→ PROBLEM 1
Answer these questions using the text on the first enslaved Africans brought to Virginia:
(a) On what date and at what place did the Africans arrive in 1619?
(b) How many days after the White Lion did the Treasurer reach Virginia?
(c) What destination was the São João Baptista headed for when it was intercepted?
→ PROBLEM 2
Name every ship mentioned in the text on the first enslaved Africans brought to Virginia.
→ PROBLEM 3
Write the next part of the text on the first enslaved Africans brought to Virginia, picking up after its final sentence.

→ TEXT BLOCK
== Segment start ==

More than 400 years ago, in 1619, two British ships — the White Lion and the Treasurer — landed on the shores of Virginia in what was then a British colony. John Rolfe, the plantation owner and official overseeing the colony, noted that the English ship, White Lion, “brought not anything but 20 and odd Negroes”.
Arriving at Point Comfort on the James River on August 20, 1619, this marked the beginning of slavery in the American colonies. The Treasurer arrived in Virginia four days after the White Lion with some Africans that had been captured on a Portuguese slave ship.
Historical accounts had previously believed that these first Africans came from the Caribbean, but later details showed that they came from the kingdom of Ndongo, in present-day Angola. According to the Hampton History Museum, they were captured there by Portuguese colonists and sent to the port of Luanda on board the slave ship São João Baptista.
The ship, in all, carried about 350 enslaved people and was on its way to Veracruz, in present-day Mexico when it was intercepted by the English ships the White Lion and the Treasurer.
“The British crew robbed part of the Portuguese cargo, including a few dozen African captives – among those who had survived the brutal journey thus far,” according to a report by France 24. The African captives taken by the British crew were mostly young men and women. Angela was among them.

== Segment end ==

[Referring expression data]
== Segment start ==

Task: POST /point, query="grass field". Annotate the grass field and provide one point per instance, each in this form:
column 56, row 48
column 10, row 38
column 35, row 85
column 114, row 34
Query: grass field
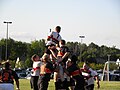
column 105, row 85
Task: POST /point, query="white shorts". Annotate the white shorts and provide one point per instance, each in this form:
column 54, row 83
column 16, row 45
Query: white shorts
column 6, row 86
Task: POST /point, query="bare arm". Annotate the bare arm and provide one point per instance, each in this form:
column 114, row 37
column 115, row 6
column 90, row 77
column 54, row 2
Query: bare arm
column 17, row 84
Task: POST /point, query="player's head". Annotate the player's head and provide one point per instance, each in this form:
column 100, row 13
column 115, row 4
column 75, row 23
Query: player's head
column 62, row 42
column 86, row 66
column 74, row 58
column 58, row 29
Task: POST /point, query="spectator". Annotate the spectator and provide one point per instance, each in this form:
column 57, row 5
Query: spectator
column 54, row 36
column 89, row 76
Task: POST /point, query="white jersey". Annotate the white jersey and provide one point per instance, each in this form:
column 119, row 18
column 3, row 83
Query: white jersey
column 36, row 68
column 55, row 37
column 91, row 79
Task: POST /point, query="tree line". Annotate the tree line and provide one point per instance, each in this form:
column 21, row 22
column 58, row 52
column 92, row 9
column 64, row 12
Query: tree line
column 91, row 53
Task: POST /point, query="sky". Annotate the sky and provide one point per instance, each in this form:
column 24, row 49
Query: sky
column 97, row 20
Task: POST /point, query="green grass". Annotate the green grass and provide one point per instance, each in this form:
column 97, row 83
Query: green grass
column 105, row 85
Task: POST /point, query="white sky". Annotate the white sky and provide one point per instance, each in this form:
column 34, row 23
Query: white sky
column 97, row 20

== Segment end ==
== Segment start ==

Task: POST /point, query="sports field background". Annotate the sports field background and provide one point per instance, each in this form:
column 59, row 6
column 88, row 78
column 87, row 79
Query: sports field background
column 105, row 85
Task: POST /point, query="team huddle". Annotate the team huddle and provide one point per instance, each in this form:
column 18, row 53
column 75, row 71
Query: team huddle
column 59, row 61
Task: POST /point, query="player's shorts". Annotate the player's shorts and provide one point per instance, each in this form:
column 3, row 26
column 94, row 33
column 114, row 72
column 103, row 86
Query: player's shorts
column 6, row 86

== Segment end ==

→ EXERCISE ANSWER 1
(a) They arrived on August 20, 1619, at Point Comfort on the James River.
(b) The Treasurer arrived four days after the White Lion.
(c) It was headed for Veracruz, in present-day Mexico.

→ EXERCISE ANSWER 2
White Lion, Treasurer, São João Baptista

→ EXERCISE ANSWER 3
“To survive a journey like that, my own sense is she was young and possibly very young. Where there is no evidence, it is fair to speculate,” historian James Horn told The Washington Post.
The White Lion arrived at Point Comfort, near Hampton, Virginia, weeks later and the African captives on the ship were sold in exchange for food and provisions while the rest were transported to Jamestown and sold into slavery. Days later when the Treasurer arrived, it left some three African captives and one of those three was Angela, who ended up in the household of William Pierce, a wealthy merchant. The majority of the Angolans were acquired by wealthy and well-connected English planters, according to Jamestown Rediscovery.
Angela arrived during the beginnings of democracy and chattel slavery in the New World. During this period, the meeting of the first General Assembly in Jamestown was held. The Washington Post writes that “the legislative body was made up of the governor, his four councilors and 22 burgesses elected by every free white male settler in the colony. Its work from July 30 to Aug. 4, 1619, represented the nation’s first experiment with democracy.”
In 1619 when Angela arrived, the transatlantic slave trade was also already more than 100 years old, with the Portuguese controlling almost everything, transporting scores of Africans taken from what is now Angola. Angela is listed in the 1624 and 1625 census as living in the household of Pierce, first as “Angelo a Negar” and then as “Angela Negro woman in by Treasurer”, according to The Washington Post.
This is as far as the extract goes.